━━━ Data shown ━━━
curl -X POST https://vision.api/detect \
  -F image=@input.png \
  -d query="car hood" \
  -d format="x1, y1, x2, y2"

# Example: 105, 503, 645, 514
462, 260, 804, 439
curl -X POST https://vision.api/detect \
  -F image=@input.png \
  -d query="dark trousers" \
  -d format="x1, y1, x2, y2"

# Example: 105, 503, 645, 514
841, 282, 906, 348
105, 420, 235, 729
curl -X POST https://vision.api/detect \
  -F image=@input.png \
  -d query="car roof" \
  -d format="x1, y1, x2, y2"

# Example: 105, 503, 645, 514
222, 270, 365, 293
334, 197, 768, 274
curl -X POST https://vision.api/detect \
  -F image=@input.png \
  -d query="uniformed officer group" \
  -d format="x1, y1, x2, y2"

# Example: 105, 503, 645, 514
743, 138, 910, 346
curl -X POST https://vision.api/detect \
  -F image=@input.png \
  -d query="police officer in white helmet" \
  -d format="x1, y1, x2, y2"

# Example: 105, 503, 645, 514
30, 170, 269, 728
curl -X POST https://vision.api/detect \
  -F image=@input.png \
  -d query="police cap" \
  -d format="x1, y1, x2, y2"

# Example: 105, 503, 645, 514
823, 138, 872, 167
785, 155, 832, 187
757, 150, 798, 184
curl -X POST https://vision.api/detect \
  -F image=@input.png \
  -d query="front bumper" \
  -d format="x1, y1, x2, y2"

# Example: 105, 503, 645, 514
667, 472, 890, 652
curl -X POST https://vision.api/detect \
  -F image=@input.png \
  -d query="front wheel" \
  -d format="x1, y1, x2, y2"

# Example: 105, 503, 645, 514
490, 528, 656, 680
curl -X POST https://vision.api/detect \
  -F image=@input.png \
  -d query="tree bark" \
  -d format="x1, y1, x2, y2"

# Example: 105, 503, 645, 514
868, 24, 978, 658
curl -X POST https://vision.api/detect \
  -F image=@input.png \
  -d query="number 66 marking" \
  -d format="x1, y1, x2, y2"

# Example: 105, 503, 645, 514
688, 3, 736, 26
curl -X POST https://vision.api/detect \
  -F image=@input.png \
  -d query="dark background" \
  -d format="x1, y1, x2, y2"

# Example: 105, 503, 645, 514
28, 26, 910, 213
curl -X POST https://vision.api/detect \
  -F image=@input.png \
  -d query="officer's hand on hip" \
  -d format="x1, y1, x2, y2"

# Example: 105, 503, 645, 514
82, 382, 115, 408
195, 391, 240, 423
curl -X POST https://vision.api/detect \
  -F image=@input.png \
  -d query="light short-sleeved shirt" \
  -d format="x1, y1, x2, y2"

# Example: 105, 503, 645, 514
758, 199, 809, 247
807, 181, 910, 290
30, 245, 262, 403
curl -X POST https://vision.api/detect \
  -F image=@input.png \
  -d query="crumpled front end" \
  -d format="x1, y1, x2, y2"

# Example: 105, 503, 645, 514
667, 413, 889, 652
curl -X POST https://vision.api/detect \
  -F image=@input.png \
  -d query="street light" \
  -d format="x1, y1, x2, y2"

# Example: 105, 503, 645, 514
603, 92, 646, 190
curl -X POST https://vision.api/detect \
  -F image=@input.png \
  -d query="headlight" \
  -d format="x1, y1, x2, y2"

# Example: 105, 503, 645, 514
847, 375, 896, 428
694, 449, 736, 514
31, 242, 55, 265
━━━
▶ _Instructions to follow_
Rewrite all of the rows above, changing every "input.png" to "scene.png" and leaving everything else as it stands.

▶ _Exercise response_
curl -X POST https://vision.api/detect \
  -F image=@scene.png \
  -d query="car hood" \
  -d format="x1, y1, x2, y2"

# Example: 105, 503, 645, 514
462, 260, 804, 439
curl -X POST https://vision.api/detect \
  -F image=@scene.png \
  -d query="dark trousers" \
  -d format="x1, y1, x2, y2"

# Example: 105, 503, 645, 514
841, 282, 906, 348
105, 420, 235, 729
curl -X POST https://vision.api/detect \
  -F image=@scene.png \
  -d query="car roof" \
  -d format="x1, y1, x2, y2"

# Example: 105, 503, 645, 514
222, 270, 365, 293
334, 197, 768, 274
curl -X POST https://vision.api/detect \
  -F image=@scene.png \
  -d query="uniformed officer group" \
  -d format="x1, y1, x2, y2"

# Example: 105, 503, 645, 514
743, 138, 910, 346
curl -X POST https://vision.api/detect \
  -F image=@scene.png \
  -d query="police officer in white helmet" \
  -d format="x1, y1, x2, y2"

# Example: 105, 503, 645, 514
30, 170, 269, 728
curl -X POST https://vision.api/detect \
  -F image=@scene.png \
  -d query="police cap" \
  -d format="x1, y1, x2, y2"

# Example: 105, 503, 645, 514
823, 138, 872, 167
785, 155, 832, 187
757, 150, 798, 184
curl -X POST https://vision.api/detect \
  -F image=@scene.png \
  -d query="front bumper" \
  -d format="x1, y1, x2, y2"

# Example: 105, 503, 645, 514
667, 472, 890, 652
curl -X POST https://vision.api/detect \
  -F image=@scene.png \
  -d query="front wheel" \
  -d format="x1, y1, x2, y2"

# Example: 105, 503, 645, 514
490, 528, 656, 680
curl -X POST https://vision.api/detect \
  -F image=@scene.png \
  -d query="tree bark" \
  -d format="x1, y1, x2, y2"

# Example: 105, 503, 645, 514
868, 24, 978, 658
curl -X POST https://vision.api/detect \
  -F image=@scene.png \
  -d query="number 66 marking" \
  -d format="x1, y1, x2, y2"

# Example: 105, 503, 645, 514
688, 3, 736, 26
curl -X POST https://vision.api/detect \
  -F image=@scene.png \
  -d query="dark background" \
  -d format="x1, y1, x2, y2"

# Example: 105, 503, 645, 514
28, 26, 910, 213
curl -X POST https://vision.api/detect \
  -F image=@scene.png \
  -d query="officer's hand on hip" \
  -d format="x1, y1, x2, y2"

# Example: 105, 503, 645, 514
82, 382, 115, 408
195, 391, 240, 423
curl -X POST https://vision.api/detect \
  -F image=@scene.png \
  -d query="light short-sleeved shirt" \
  -d format="x1, y1, x2, y2"

# Example: 105, 503, 645, 514
758, 199, 809, 247
807, 181, 910, 290
30, 245, 262, 403
curl -X POST https://vision.api/detect \
  -F image=@scene.png \
  -d query="crumpled front end" \
  -d format="x1, y1, x2, y2"

# Example: 105, 503, 645, 514
667, 413, 889, 652
curl -X POST https://vision.api/detect \
  -F image=@scene.png \
  -d query="street light" \
  -d format="x1, y1, x2, y2"

# Example: 105, 503, 645, 514
603, 92, 646, 190
curl -X POST https://vision.api/detect \
  -F image=@scene.png \
  -d query="headlight" \
  -d format="x1, y1, x2, y2"

# Example: 105, 503, 645, 514
847, 375, 896, 428
694, 449, 736, 514
31, 242, 55, 265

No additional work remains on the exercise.